BEGIN Data provided

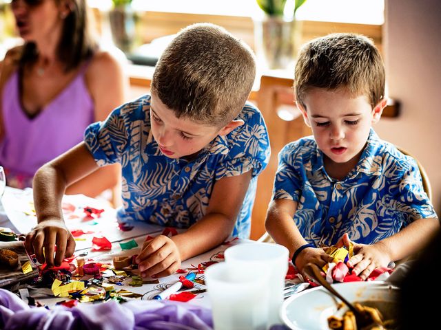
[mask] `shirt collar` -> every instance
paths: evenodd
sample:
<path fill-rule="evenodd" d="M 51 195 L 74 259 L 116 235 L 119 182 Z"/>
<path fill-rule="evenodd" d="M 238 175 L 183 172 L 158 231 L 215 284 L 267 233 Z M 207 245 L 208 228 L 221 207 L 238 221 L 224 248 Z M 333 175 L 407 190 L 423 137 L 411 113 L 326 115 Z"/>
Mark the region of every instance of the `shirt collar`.
<path fill-rule="evenodd" d="M 358 164 L 356 166 L 355 173 L 363 173 L 370 175 L 381 175 L 382 157 L 378 155 L 381 146 L 380 138 L 373 129 L 371 129 L 366 146 L 361 154 Z M 352 175 L 351 175 L 352 176 Z"/>
<path fill-rule="evenodd" d="M 381 156 L 378 155 L 378 148 L 380 146 L 380 140 L 373 129 L 371 129 L 366 146 L 361 154 L 358 163 L 355 169 L 349 175 L 349 178 L 356 177 L 359 173 L 370 175 L 381 175 Z M 312 154 L 310 160 L 305 164 L 307 170 L 316 172 L 324 168 L 323 153 L 318 148 L 316 144 L 315 153 Z M 324 172 L 325 172 L 324 170 Z"/>

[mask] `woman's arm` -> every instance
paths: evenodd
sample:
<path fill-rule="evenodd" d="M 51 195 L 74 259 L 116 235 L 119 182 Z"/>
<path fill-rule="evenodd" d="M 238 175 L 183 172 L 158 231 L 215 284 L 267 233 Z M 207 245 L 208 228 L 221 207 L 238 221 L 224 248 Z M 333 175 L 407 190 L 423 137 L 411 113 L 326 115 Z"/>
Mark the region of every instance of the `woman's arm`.
<path fill-rule="evenodd" d="M 84 142 L 43 165 L 34 177 L 37 226 L 26 236 L 25 248 L 37 260 L 59 265 L 71 256 L 75 242 L 63 219 L 61 199 L 67 186 L 99 168 Z M 57 254 L 54 258 L 54 248 Z M 44 254 L 43 254 L 44 249 Z"/>
<path fill-rule="evenodd" d="M 94 100 L 94 119 L 103 121 L 114 108 L 125 101 L 128 79 L 121 63 L 106 52 L 100 52 L 94 56 L 85 78 Z M 106 189 L 114 190 L 114 195 L 119 194 L 121 171 L 119 164 L 101 168 L 69 186 L 66 194 L 82 193 L 94 197 Z"/>

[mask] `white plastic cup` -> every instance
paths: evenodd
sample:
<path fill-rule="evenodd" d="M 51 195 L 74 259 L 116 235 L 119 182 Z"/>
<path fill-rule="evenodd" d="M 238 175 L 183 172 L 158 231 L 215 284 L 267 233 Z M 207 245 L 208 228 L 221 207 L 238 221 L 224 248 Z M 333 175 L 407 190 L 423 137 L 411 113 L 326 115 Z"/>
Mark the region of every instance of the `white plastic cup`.
<path fill-rule="evenodd" d="M 216 263 L 205 270 L 215 330 L 265 330 L 269 272 Z"/>
<path fill-rule="evenodd" d="M 269 272 L 265 286 L 269 289 L 267 301 L 268 325 L 282 323 L 279 311 L 283 303 L 285 278 L 288 271 L 289 252 L 285 246 L 269 243 L 243 243 L 232 246 L 225 252 L 225 263 L 236 267 Z"/>

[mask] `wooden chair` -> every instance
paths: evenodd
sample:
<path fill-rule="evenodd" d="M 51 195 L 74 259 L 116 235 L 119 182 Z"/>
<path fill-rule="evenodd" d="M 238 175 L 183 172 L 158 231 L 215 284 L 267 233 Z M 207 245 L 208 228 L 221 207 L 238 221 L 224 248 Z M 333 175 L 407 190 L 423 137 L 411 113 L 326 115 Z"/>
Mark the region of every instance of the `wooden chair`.
<path fill-rule="evenodd" d="M 427 197 L 429 200 L 432 200 L 432 188 L 430 184 L 430 181 L 429 180 L 429 177 L 427 176 L 427 173 L 424 170 L 424 168 L 422 166 L 421 163 L 418 160 L 416 159 L 415 156 L 413 156 L 411 153 L 407 151 L 406 149 L 404 149 L 400 146 L 397 146 L 397 149 L 398 149 L 403 154 L 410 156 L 413 158 L 417 164 L 418 165 L 418 168 L 420 170 L 420 173 L 421 173 L 421 179 L 422 181 L 422 188 L 424 190 L 426 194 L 427 194 Z M 258 242 L 264 242 L 264 243 L 274 243 L 272 237 L 268 234 L 267 232 L 265 232 L 265 233 L 257 240 Z"/>

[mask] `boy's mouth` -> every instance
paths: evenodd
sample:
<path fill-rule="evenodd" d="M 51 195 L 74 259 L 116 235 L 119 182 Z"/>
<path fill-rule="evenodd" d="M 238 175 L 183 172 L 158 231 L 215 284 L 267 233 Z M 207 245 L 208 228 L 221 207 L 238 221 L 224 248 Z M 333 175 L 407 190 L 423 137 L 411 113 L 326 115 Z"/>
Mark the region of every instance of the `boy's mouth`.
<path fill-rule="evenodd" d="M 172 155 L 174 153 L 173 151 L 170 151 L 170 150 L 165 149 L 161 146 L 159 146 L 159 150 L 161 150 L 161 152 L 167 156 Z"/>
<path fill-rule="evenodd" d="M 341 155 L 347 150 L 347 148 L 345 146 L 338 146 L 338 147 L 331 148 L 331 152 L 336 155 Z"/>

END Data provided

**Task details**
Please identify each line in the items above that contains the string "collar" and copy those lines. Case counts.

**Completed exercise**
[mask] `shirt collar` -> every instance
Mark the region of every instance of the `shirt collar`.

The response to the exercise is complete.